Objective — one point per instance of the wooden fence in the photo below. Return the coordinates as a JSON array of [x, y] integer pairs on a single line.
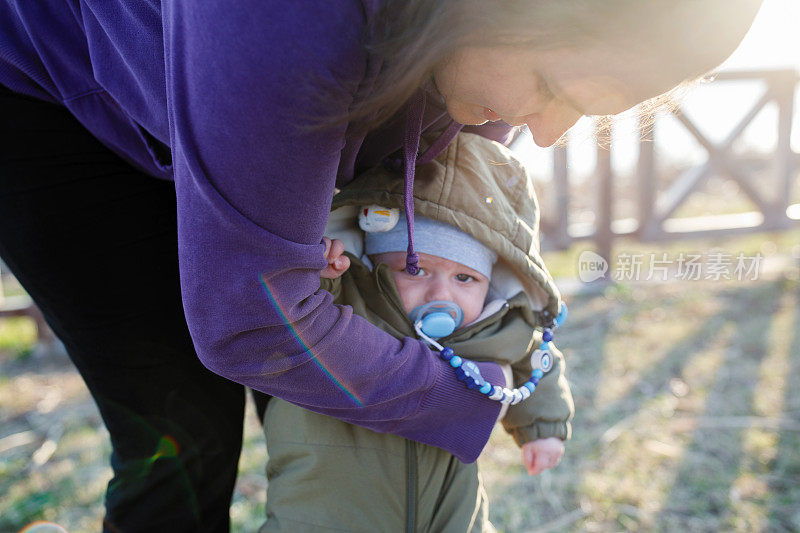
[[653, 222]]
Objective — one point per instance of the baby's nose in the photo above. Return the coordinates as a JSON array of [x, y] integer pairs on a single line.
[[439, 290]]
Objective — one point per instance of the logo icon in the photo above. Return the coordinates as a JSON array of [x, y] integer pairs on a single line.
[[591, 266]]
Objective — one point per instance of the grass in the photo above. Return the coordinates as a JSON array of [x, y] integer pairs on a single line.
[[687, 417]]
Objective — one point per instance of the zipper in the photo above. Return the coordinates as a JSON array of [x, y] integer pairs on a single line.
[[411, 486]]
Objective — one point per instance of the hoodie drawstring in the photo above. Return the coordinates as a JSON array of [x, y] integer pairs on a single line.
[[413, 132]]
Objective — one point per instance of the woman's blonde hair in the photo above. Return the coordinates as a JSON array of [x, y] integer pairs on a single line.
[[411, 37]]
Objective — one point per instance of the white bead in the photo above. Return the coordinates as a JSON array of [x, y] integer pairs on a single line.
[[377, 218], [497, 393]]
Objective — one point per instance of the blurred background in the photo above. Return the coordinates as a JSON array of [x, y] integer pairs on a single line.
[[676, 243]]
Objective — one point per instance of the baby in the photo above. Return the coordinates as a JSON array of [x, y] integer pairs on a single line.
[[481, 290], [453, 267]]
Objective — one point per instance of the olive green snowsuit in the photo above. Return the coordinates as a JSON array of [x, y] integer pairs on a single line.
[[327, 475]]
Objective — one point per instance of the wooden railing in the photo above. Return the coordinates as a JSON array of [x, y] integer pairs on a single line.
[[654, 210]]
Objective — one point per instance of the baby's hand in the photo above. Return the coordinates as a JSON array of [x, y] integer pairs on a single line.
[[337, 263], [542, 454]]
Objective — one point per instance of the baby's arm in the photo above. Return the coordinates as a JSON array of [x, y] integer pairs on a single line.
[[338, 263], [540, 424], [542, 454]]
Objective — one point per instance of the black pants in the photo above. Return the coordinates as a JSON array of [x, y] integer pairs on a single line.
[[93, 241]]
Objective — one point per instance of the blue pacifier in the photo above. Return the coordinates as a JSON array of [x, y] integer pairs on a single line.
[[437, 319]]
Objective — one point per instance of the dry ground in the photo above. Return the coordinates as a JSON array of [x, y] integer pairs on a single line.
[[687, 420]]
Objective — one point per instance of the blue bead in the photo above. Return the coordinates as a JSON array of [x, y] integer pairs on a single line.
[[562, 314]]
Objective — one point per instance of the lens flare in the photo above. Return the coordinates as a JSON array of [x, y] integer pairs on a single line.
[[306, 348]]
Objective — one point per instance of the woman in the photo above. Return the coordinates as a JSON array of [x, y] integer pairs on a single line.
[[252, 112]]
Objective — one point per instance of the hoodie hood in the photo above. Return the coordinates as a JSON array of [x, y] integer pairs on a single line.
[[478, 186]]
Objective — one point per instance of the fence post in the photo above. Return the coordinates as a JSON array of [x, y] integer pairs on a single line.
[[561, 179], [605, 211], [783, 84], [646, 175]]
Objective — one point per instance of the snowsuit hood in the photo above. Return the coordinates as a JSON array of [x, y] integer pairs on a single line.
[[466, 186]]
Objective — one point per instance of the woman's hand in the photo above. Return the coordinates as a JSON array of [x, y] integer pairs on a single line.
[[542, 454], [337, 262]]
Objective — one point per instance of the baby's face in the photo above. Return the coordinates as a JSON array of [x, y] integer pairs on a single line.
[[437, 279]]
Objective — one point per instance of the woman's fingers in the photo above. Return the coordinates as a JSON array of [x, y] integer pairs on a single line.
[[337, 262]]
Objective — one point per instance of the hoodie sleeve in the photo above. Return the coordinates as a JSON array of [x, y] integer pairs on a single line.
[[248, 84], [547, 413]]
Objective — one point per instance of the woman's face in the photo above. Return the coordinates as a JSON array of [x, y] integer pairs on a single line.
[[549, 89], [546, 90]]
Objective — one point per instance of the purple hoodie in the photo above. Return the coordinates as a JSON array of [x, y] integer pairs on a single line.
[[220, 97]]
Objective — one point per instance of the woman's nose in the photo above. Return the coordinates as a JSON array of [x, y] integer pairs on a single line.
[[548, 126]]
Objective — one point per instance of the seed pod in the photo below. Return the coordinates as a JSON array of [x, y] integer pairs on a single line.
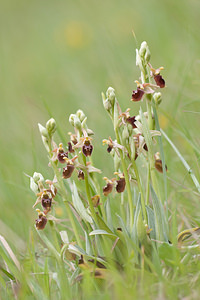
[[41, 222], [46, 202], [137, 95], [87, 148], [61, 154], [68, 170], [81, 175], [107, 189], [121, 183], [159, 81]]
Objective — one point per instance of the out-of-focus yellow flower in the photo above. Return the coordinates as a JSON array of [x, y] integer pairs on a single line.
[[59, 211]]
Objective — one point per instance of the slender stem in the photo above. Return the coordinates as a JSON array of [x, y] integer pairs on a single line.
[[139, 185], [126, 178], [64, 195], [148, 181], [87, 187]]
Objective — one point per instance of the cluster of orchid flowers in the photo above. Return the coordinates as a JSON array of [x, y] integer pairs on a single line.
[[80, 144]]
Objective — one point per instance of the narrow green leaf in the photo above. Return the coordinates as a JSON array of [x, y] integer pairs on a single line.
[[188, 168], [108, 214], [8, 274], [87, 244], [78, 204], [103, 232]]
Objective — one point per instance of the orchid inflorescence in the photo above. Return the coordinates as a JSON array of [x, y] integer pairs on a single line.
[[133, 148]]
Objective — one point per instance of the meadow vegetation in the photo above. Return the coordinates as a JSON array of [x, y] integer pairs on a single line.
[[112, 220]]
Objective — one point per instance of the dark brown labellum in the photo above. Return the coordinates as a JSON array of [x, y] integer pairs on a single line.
[[119, 228], [159, 81], [81, 175], [68, 170], [145, 147], [61, 155], [107, 189], [87, 148], [121, 183], [158, 165], [46, 202], [137, 95], [41, 222], [131, 120], [109, 149], [70, 149], [95, 200]]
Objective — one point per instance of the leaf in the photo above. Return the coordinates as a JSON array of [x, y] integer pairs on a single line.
[[188, 168], [103, 232], [182, 236], [103, 225], [168, 253], [78, 204]]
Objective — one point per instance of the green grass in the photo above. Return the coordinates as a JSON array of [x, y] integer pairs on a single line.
[[57, 57]]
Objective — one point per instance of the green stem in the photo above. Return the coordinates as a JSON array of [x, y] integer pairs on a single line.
[[64, 195], [128, 187], [148, 181], [87, 187], [139, 185]]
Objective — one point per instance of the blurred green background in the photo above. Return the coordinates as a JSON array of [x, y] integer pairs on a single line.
[[61, 55]]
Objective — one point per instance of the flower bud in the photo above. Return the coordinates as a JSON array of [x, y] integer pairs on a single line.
[[51, 126], [125, 134], [117, 161], [157, 98], [110, 94], [81, 175], [71, 119], [121, 183], [33, 186], [80, 114], [143, 49], [77, 123], [38, 177], [107, 189], [158, 163], [87, 148]]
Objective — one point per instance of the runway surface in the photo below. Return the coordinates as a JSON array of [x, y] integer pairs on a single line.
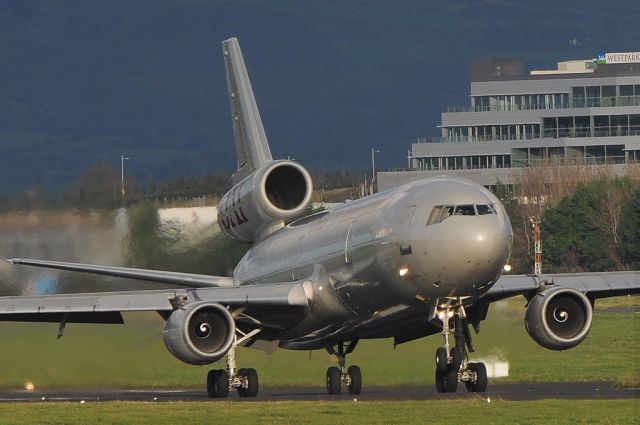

• • • • •

**Exercise:** Drop the pictures, then write out only the lines running from the one containing "Objective — one point per instance of the green stem" through the last line above, both included, exactly.

**Worked solution:**
Objective — one point per instance of the green stem in the photo above. Return the coordinates as a JSON array of [x, y] integer pairs on a single line.
[[64, 195], [128, 187], [148, 181], [87, 187], [139, 185]]
Objective — one point per instance of the blurred green background in the photo above. Return the coordinates as a JSON array of [x, y] integer pairs on a single line.
[[61, 55]]
Objective — one point per instance of the flower bud in the photo above. Return the coordinates as a JSON array of [x, y] integer pairs on a single line.
[[51, 126], [125, 134], [117, 161], [157, 98], [110, 94], [81, 175], [71, 119], [121, 183], [33, 186], [80, 114], [143, 49], [77, 123], [38, 177], [107, 189], [158, 163], [87, 148]]
Objective — one point per instance of the runway surface in the photo below. Return the coordinates as a JSON array of [x, y] integer pairs on a single line.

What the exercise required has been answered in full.